- [Exercise requirements]: Continue the tutorial below on the visual complexity of book covers, starting right after its last sentence.

** Start Source text **

Visual Complexity of books’ cover

In this tutorial we will analyze the visual complexity of two books’ cover. We will start from two images taken in the wild, we will remove the background, interpolate the cover, and subsequently evaluate the visual complexity of the two covers.

Please note that this tutorial uses rembg https://github.com/danielgatis/rembg to remove the background. If you are having issues getting rembg working with numpy>=2, please use a nightly version (see https://github.com/microsoft/onnxruntime/issues/21063 for more details):

>>> python -m pip install coloredlogs flatbuffers numpy packaging protobuf sympy
>>> python -m pip install -i https://aiinfra.pkgs.visualstudio.com/PublicPackages/_packaging/ORT-Nightly/pypi/simple/ ort_nightly

First we import the required libraries.

** End Source text **
** Start Data supplied **

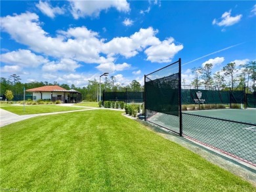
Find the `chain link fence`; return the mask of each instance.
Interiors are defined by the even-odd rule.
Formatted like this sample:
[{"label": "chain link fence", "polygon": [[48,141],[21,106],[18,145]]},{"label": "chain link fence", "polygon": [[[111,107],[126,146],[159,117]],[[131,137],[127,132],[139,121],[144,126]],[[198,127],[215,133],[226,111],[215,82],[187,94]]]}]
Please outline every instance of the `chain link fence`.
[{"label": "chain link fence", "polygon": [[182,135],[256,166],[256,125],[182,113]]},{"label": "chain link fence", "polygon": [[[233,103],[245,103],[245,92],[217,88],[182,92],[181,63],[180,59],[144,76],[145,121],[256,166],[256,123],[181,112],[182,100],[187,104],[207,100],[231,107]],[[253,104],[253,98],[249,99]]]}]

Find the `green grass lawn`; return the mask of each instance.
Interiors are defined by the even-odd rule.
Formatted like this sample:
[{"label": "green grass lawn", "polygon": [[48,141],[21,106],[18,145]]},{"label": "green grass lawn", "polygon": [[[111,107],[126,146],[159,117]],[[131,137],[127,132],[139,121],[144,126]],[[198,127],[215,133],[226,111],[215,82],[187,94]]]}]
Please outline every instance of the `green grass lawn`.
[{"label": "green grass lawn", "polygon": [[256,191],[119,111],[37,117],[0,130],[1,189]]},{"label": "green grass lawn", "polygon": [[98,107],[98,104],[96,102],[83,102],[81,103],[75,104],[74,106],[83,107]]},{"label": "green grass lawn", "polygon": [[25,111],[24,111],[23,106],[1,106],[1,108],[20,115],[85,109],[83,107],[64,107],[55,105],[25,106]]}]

** End Data supplied **
** Start Data supplied **

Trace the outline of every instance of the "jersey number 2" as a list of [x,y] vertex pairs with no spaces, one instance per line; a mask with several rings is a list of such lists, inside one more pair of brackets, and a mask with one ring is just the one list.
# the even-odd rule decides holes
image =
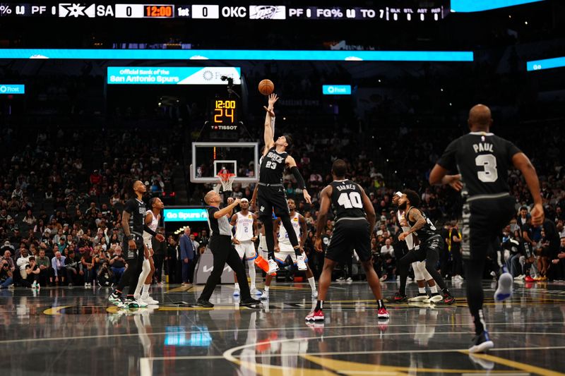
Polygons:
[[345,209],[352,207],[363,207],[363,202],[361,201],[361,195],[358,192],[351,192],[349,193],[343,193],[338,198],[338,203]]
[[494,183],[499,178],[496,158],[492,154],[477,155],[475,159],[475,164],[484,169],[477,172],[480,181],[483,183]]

** End Data supplied **
** Start Data supplied **

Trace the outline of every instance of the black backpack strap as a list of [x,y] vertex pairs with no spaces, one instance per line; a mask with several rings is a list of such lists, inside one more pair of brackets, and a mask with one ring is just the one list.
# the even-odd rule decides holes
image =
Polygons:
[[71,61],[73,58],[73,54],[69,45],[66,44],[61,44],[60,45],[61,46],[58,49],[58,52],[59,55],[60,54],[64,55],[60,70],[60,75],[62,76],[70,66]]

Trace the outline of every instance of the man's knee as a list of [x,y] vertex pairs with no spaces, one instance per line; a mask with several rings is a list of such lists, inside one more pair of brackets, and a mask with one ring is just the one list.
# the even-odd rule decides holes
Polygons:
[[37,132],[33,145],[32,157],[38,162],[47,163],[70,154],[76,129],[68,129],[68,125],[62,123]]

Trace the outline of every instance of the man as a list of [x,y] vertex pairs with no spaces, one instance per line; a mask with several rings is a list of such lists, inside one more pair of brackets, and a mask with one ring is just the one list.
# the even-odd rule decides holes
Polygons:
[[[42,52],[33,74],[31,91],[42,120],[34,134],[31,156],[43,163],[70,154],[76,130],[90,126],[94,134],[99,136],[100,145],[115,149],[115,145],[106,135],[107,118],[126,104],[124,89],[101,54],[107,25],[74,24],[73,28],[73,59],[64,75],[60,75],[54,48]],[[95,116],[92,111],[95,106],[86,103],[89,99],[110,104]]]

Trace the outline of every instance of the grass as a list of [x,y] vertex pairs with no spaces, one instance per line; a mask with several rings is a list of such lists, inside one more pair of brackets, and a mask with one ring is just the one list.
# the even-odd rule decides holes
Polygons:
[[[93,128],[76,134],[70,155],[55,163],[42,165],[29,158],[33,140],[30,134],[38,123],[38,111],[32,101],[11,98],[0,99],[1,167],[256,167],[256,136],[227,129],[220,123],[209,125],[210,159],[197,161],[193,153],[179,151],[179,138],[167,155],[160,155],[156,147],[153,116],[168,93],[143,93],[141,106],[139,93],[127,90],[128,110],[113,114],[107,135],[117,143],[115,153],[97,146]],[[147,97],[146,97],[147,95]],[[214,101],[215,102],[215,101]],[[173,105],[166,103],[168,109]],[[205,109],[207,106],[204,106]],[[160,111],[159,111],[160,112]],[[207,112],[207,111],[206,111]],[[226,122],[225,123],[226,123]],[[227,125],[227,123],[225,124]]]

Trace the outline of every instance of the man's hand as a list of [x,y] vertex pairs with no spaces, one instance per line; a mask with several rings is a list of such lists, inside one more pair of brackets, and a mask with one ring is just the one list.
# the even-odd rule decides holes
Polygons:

** End Data supplied **

- [Answer]:
>>> import pyaesthetics
>>> from imutils.perspective import four_point_transform
>>> import cv2
>>> import numpy as np
>>> import matplotlib.pyplot as plt
>>> import imutils
>>> import rembg

Then we defined required files and paths.

>>> # Load images
>>> path_to_book1 = imutils.url_to_image('path/to/book1.jpg')
>>> path_to_book2 = imutils.url_to_image('path/to/book2.jpg')

Then, we define a function to preprocess our images.

>>> def preprocess_image(image, blur = True):
>>>     """
>>>     Preprocess the image by removing the background, detecting edges,
>>>     and applying a perspective transform.
>>>
>>>     :param image: The image to be processed.
>>>     :type image: numpy.ndarray
>>>     :param blur: Whether to apply Gaussian blur (default True).
>>>     :type blur: boolean
>>>     :return :  Tuple of the original image, background-removed image, warped image, and grayscale warped image.
>>>     :rtype: list of numpy.ndarray:
>>>     """
>>>
>>>     # Remove background
>>>     image_nobg = rembg.remove(image)
>>>
>>>     # Convert to grayscale
>>>     grayscale_img = cv2.cvtColor(image_nobg, cv2.COLOR_BGR2GRAY)
>>>
>>>     if blur:
>>>         grayscale_img = cv2.GaussianBlur(grayscale_img, (3, 3), 0)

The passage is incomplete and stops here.